● **Passage**
Posted on Sep 06, 2019, 5 p.m.
According to University of Colorado research even if you are healthy person who exercises regularly, doesn't smoke, and has no genetic predisposition to cardiovascular disease poor sleeping habits can boost the risk of heart attack.
Those that are at a high genetic risk for heart attack were found to be able to offset the risk by sleeping between 6-9 hours a night in the study published in the Journal of the American College of Cardiology.
"This provides some of the strongest proof yet that sleep duration is a key factor when it comes to heart health, and this holds true for everyone," said senior author Celine Vetter, an assistant professor of Integrative Physiology.
Genetic information, self reported sleep habits, and medical records were analyzed from 461,000 UK Biobank participants who were between the ages of 40-69 with no history of heart attack, and were followed for 7 years.

● **Data records**

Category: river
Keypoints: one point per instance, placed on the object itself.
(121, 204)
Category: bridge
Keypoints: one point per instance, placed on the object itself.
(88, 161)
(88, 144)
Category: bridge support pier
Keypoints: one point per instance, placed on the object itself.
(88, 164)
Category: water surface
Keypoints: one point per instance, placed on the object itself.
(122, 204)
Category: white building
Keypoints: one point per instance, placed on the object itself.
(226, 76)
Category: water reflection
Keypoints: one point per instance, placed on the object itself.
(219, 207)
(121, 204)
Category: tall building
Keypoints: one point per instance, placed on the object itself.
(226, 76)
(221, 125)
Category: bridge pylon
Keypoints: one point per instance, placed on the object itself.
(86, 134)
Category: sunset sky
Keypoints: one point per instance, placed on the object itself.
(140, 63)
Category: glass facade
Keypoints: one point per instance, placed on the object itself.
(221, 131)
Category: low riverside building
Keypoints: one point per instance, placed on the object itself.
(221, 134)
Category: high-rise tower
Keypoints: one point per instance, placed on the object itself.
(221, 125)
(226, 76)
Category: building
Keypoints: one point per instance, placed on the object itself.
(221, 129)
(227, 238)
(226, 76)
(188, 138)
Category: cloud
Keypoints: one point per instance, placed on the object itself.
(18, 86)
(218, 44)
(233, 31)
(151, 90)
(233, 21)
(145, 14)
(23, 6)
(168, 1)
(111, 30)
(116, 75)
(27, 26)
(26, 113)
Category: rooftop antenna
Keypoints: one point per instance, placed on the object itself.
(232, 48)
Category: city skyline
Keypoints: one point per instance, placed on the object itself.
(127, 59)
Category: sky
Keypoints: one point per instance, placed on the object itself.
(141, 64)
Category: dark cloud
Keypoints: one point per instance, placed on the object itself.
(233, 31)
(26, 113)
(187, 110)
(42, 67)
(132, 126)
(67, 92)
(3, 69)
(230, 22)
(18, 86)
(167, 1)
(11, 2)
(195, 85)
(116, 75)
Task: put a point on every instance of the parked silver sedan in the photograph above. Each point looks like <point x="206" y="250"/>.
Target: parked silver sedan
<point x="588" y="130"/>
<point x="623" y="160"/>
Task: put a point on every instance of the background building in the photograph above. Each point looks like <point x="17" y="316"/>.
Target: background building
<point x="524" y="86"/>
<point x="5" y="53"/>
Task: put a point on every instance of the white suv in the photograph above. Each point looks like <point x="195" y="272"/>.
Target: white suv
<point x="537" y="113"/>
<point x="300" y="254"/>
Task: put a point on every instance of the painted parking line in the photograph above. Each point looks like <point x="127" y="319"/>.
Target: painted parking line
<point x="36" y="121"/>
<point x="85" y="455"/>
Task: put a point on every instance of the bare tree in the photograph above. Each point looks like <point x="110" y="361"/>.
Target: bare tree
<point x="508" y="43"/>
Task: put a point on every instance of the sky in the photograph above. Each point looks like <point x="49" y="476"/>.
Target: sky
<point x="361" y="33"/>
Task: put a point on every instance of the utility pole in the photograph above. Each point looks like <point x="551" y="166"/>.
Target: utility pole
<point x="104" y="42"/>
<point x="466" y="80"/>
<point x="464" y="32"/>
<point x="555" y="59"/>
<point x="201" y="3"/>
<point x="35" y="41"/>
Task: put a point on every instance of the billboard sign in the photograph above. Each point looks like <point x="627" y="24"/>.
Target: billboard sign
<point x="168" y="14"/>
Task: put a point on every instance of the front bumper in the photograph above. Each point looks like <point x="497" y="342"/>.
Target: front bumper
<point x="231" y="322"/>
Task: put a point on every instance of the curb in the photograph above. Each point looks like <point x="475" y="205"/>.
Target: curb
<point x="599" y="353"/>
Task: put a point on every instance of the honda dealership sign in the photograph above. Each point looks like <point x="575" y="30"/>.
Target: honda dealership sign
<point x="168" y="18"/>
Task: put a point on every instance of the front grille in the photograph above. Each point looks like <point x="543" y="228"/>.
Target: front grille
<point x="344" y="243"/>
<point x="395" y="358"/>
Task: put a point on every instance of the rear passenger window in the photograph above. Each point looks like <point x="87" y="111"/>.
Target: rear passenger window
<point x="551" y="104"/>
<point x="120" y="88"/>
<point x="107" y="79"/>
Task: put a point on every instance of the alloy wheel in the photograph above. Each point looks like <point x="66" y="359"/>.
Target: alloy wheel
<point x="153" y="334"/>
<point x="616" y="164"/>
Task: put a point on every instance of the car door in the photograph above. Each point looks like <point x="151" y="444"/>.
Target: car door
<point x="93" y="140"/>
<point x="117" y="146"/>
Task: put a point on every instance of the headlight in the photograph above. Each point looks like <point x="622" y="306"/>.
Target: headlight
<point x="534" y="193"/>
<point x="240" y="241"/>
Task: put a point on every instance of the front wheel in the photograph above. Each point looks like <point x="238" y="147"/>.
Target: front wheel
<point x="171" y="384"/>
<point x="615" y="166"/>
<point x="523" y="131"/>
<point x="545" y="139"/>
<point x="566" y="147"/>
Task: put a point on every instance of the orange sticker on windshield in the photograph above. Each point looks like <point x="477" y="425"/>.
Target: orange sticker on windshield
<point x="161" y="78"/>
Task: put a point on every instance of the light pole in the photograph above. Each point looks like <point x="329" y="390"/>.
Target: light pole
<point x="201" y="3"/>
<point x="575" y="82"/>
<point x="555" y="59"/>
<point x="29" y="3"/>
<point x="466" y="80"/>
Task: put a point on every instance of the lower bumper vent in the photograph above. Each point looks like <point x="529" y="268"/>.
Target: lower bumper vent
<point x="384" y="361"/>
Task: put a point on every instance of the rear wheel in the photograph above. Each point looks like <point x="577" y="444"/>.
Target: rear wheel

● **Task brief**
Rewrite the sleep and heart health article from "Posted on Sep" to "College of Cardiology.", replacing "heart attack" with "myocardial infarction".

● **Solution**
Posted on Sep 06, 2019, 5 p.m.
According to University of Colorado research even if you are healthy person who exercises regularly, doesn't smoke, and has no genetic predisposition to cardiovascular disease poor sleeping habits can boost the risk of myocardial infarction.
Those that are at a high genetic risk for myocardial infarction were found to be able to offset the risk by sleeping between 6-9 hours a night in the study published in the Journal of the American College of Cardiology.